## Exercise requirements
Given the listing below, output exactly the line containing "just looking for the metal arm" and every line after it through the end.

## Input data
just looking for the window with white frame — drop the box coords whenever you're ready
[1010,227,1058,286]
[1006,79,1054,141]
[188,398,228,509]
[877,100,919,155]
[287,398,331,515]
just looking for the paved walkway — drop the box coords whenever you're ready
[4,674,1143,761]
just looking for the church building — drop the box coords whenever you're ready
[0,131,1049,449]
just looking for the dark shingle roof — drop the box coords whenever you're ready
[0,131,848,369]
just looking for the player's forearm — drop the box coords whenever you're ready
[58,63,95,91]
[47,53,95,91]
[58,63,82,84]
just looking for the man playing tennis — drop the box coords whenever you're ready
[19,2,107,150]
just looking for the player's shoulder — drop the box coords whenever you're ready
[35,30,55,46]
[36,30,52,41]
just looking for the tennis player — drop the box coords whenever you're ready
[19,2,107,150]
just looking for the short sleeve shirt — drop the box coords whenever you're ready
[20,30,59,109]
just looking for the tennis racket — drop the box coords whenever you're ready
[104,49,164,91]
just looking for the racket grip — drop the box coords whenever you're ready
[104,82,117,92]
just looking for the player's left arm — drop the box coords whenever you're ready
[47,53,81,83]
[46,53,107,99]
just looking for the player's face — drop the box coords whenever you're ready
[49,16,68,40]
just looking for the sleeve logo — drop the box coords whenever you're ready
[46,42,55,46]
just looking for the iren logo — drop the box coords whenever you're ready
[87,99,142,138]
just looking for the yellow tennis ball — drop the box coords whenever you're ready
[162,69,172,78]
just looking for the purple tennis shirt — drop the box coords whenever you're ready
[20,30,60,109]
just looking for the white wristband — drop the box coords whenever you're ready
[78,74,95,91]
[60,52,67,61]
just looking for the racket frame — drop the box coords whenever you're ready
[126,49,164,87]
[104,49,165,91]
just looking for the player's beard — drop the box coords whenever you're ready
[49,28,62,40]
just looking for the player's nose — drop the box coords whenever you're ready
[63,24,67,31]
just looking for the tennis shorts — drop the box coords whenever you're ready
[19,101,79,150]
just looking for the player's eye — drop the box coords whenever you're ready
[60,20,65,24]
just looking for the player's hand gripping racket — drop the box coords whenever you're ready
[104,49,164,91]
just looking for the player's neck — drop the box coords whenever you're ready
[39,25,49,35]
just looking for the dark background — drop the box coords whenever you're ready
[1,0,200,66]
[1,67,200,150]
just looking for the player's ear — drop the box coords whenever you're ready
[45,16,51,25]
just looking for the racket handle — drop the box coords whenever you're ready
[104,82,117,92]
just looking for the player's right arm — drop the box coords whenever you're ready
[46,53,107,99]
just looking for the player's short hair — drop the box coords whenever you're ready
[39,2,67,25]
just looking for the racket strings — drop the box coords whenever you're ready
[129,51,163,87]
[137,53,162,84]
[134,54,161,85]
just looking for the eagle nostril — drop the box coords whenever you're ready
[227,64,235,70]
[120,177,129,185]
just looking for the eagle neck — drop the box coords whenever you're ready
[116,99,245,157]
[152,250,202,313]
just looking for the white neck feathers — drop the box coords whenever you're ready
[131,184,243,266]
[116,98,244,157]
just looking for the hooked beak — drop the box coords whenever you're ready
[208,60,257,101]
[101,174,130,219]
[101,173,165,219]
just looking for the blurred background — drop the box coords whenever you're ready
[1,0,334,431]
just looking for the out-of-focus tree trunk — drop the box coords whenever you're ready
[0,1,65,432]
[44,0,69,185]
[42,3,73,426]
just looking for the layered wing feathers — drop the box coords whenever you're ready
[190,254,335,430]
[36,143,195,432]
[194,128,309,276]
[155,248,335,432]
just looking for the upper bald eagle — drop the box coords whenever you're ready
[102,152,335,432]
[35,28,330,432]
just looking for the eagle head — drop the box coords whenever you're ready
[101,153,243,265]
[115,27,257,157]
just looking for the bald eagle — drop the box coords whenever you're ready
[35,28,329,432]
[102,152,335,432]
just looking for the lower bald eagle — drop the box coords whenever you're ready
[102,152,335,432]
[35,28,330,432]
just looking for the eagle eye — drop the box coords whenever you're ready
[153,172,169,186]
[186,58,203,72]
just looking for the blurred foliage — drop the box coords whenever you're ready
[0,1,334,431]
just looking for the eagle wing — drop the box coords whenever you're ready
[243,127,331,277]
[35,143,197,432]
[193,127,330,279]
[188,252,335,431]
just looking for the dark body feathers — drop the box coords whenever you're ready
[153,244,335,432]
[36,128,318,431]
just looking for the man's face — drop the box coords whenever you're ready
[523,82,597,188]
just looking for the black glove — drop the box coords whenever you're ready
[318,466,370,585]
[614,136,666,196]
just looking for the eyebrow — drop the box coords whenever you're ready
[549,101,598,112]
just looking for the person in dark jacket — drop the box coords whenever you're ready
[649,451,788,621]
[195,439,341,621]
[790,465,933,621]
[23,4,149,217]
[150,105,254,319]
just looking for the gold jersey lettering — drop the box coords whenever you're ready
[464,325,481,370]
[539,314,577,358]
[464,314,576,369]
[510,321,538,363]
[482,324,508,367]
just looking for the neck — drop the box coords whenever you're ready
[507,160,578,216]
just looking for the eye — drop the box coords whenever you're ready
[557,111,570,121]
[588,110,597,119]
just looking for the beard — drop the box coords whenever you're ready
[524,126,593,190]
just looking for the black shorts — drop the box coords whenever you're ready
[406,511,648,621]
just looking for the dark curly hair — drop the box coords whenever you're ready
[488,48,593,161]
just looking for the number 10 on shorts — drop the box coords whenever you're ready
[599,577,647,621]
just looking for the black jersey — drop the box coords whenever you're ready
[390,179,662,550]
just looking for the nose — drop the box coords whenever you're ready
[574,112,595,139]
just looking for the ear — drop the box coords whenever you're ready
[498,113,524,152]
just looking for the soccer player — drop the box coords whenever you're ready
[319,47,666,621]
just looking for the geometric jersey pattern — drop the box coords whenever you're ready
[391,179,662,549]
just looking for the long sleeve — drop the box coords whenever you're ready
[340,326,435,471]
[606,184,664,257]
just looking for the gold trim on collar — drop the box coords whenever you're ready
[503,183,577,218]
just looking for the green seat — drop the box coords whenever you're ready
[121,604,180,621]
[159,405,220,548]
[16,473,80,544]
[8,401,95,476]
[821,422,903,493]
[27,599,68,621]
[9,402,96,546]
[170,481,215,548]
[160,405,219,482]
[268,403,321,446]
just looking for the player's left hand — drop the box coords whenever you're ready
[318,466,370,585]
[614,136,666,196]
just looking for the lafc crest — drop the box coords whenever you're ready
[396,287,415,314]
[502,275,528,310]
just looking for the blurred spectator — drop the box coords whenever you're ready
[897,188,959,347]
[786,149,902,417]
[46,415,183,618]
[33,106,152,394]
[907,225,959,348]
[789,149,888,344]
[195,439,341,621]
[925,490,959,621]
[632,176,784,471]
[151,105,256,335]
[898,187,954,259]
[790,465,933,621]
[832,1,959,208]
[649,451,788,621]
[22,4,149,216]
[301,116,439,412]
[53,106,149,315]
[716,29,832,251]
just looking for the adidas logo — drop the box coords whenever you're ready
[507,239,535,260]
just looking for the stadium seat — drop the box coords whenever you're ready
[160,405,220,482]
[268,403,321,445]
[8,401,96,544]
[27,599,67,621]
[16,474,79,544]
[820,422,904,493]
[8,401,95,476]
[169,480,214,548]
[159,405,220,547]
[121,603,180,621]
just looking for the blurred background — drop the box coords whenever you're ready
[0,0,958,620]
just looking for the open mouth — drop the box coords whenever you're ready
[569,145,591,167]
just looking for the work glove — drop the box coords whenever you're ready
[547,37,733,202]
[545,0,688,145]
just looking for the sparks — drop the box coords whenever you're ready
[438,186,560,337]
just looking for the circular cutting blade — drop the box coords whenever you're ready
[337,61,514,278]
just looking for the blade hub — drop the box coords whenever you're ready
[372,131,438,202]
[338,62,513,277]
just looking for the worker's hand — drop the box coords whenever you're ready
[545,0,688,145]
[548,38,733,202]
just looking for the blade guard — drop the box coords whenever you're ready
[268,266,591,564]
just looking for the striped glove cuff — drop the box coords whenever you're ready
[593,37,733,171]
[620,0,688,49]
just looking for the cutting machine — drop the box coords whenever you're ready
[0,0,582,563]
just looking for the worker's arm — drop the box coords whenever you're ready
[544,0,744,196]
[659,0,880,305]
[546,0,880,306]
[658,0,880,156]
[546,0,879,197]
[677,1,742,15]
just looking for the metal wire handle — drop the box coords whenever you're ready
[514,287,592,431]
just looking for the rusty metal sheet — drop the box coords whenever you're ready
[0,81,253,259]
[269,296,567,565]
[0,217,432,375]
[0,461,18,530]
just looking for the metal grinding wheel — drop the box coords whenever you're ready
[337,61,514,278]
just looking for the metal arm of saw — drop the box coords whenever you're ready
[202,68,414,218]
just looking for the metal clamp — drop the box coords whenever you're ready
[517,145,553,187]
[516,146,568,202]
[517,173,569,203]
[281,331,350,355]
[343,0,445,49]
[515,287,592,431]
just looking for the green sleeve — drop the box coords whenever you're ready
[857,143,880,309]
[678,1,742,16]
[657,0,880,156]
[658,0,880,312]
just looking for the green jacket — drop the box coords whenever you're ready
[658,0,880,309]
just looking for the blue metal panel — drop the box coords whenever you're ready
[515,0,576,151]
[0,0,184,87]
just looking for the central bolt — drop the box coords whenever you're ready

## Final answer
just looking for the metal arm of saw — drop the box coords whenever you're ready
[202,68,414,218]
just looking for the metal clamp — drop the box coords whenever you're ready
[517,145,553,187]
[516,146,568,202]
[517,173,569,203]
[281,331,350,355]
[343,0,445,49]
[515,287,592,431]
just looking for the green sleeve — drop the box coords whenever you're ready
[857,143,880,309]
[678,1,742,16]
[657,0,880,156]
[658,0,880,312]
just looking for the green jacket — drop the box coords whenever you're ready
[658,0,880,309]
just looking for the blue metal panel — drop the box coords whenever you're ready
[515,0,576,151]
[0,0,184,87]
just looking for the central bolt — drop the box coords whenever you're ready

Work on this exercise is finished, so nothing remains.